Sin esas idealizaciones y sublimaciones, la violencia tiene pocas oportunidades de perpetuarse, y la de ETA no ha sido una excepción. Sin embargo, con el final de ETA como organización terrorista no está acabado el problema moral del terrorismo, ni tampoco desde luego el problema político vasco. Pero sería mezclar de forma fatídica las cosas permitir que el punto de vista moral determine la solución del problema político. Tan grave, por cierto, como que determinado interés político perturbe el punto de vista moral. Esto podría ser un movimiento ruinoso tanto para la moral como para la política. Por eso aquí todo se juega de nuevo en un «distingo, ergo sum».

Desde el punto de vista moral, no hay que olvidar jamás que el terrorismo divide a la población entre víctimas y verdugos. No hay términos medios en este asunto. O alguien se duele con las víctimas, y entonces es víctima, o se alegra con los verdugos, y entonces es un verdugo. Desde cierto punto de vista, el estado de ánimo y la intención moral de quien asesina no es muy diferente del que brinda sobre un cadáver de cuerpo presente. Lo que está en juego cuando se pide a Bildu que condene la violencia de ETA, no es otra cosa que solicitar que haga una manifestación expresa de no sentir alegría ante una víctima. Es tanto como reconocer que no forma parte de los verdugos. Esta declaración es muy importante porque, con ella, se persigue ante todo que las víctimas sean reconocidas como tales, no como culpables que se merecen el daño.

→ Material proporcionado
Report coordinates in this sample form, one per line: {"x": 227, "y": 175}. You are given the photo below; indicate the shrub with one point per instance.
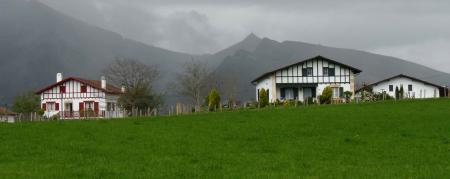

→ Tus tareas
1/ Responde estas preguntas sobre el texto sobre ETA:
(a) Según el texto, ¿qué problemas no han terminado con el final de ETA como organización terrorista?
(b) ¿En qué dos grupos divide el terrorismo a la población?
(c) ¿Qué se busca ante todo con la declaración que se le pide a Bildu?
2/ Cambia "verdugos" por "victimarios" en el texto sobre ETA y copia todo lo que va desde "Desde el punto" hasta "merecen el daño.".
3/ Sigue escribiendo el texto sobre ETA a partir de donde termina.

→ Respuestas esperadas
1/
(a) El problema moral del terrorismo y el problema político vasco.
(b) En víctimas y verdugos.
(c) Que las víctimas sean reconocidas como tales, no como culpables que se merecen el daño.

2/
Desde el punto de vista moral, no hay que olvidar jamás que el terrorismo divide a la población entre víctimas y victimarios. No hay términos medios en este asunto. O alguien se duele con las víctimas, y entonces es víctima, o se alegra con los victimarios, y entonces es un verdugo. Desde cierto punto de vista, el estado de ánimo y la intención moral de quien asesina no es muy diferente del que brinda sobre un cadáver de cuerpo presente. Lo que está en juego cuando se pide a Bildu que condene la violencia de ETA, no es otra cosa que solicitar que haga una manifestación expresa de no sentir alegría ante una víctima. Es tanto como reconocer que no forma parte de los victimarios. Esta declaración es muy importante porque, con ella, se persigue ante todo que las víctimas sean reconocidas como tales, no como culpables que se merecen el daño.

3/
Un castellano de frontera, judío de Burgos, llamado Alfonso de Cartagena, en el siglo XV dijo que el dolerse de forma común configura la amistad cívica. Desde el punto de vista moral, uno debe suponer que la diferencia entre el criminal común y el terrorista de ETA es esta: el criminal mata para conseguir un fin, mientras que el terrorista mata como objetivo en sí, por un odio genérico a sus víctimas. Lo más personal, la culpa, se torna algo abstracto y genérico. Eres judío, luego culpable. Español, luego culpable. El terrorista desea expresar que ninguna amistad cívica le une a su víctima y, con una profecía que se autocumple, contribuye con su acto a romper cualquier vínculo que pudiera existir entre unos y otros. Así deja claro que la convivencia es imposible porque, para él, una relación con la víctima no está al nivel de la humanidad. Ahora bien, como lo humano no puede dejar de relacionarse con lo humano, ese no-vínculo tiene que expresarse a pesar de todo mediante un vínculo. Esa es la paradoja del sentimiento del odio. Une sólo para separar.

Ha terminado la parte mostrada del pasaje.